Extracted entries
========================

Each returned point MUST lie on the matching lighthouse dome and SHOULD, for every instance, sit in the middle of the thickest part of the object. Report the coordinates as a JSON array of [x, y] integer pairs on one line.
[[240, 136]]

========================

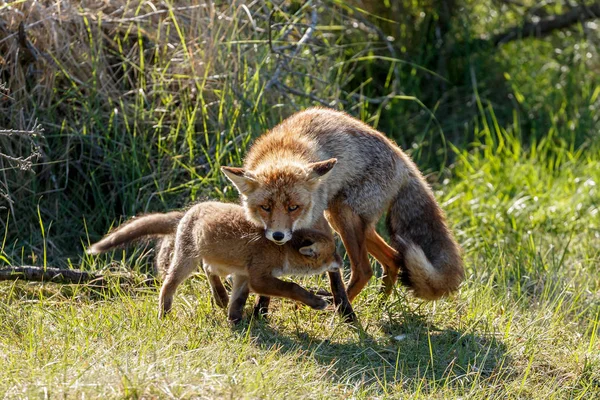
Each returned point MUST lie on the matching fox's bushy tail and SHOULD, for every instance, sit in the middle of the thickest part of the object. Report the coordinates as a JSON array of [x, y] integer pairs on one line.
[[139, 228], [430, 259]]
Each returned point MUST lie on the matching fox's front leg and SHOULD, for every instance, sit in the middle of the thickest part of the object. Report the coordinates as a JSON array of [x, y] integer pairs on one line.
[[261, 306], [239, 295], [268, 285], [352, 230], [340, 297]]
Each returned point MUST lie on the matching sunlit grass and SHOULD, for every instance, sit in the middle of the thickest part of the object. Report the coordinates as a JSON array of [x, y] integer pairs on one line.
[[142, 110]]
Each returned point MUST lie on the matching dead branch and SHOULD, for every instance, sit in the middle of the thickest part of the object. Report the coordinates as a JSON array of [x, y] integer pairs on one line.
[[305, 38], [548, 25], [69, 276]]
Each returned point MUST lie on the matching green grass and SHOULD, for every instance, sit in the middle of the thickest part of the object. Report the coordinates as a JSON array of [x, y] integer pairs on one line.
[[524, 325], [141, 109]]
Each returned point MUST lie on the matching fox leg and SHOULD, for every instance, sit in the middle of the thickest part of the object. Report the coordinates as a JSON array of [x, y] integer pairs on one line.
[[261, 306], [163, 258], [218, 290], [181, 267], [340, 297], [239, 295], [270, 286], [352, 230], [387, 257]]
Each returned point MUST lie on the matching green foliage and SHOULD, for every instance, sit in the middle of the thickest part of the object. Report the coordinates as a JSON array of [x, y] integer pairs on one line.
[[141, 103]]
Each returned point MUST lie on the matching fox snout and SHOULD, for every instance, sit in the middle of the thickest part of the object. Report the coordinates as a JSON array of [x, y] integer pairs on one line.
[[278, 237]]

========================

Aim of the task
Replace "thickest" with "widest" in the lines starting with the one containing "Each returned point MUST lie on the matching sunlit" and going on through the one containing "[[141, 103]]", and give back only those lines with nothing else changed.

Result of the task
Each returned point MUST lie on the matching sunlit grass and SHOULD, for every instance, sit in the middle of the widest part of the object. Report the coordinates as a JSON array of [x, y] integer pairs on one line.
[[142, 110]]
Each returned point MUST lie on the matching dead branch and SHOULD, for every instance, sit in the middle of the widest part of the object. Report the coordinates as a JSON array of [x, y] integer pairs on one line.
[[305, 38], [548, 25], [69, 276]]
Each returned point MUST lie on the matching green grass and SHOULD, for every instance, sit in the middle of the widest part of the object. Report the coordinates as a JSON array of [x, y] integer pairs on one line.
[[524, 325], [141, 109]]
Each returned point MUST lie on the matching fox leg and SHOULD, for every instance, sit in the middle of the widest part of the object. Report the coordinates as a JSON array of [x, y] integer pairs on one line.
[[261, 306], [163, 258], [218, 290], [181, 267], [340, 297], [239, 295], [270, 286], [352, 230], [387, 257]]
Each returned point MUST lie on the matching green foliage and SHOULD, for every instance, sit in the middle of the widest part of the object. Report the coordinates as a JSON array of [x, y] integer pairs on one line.
[[141, 103]]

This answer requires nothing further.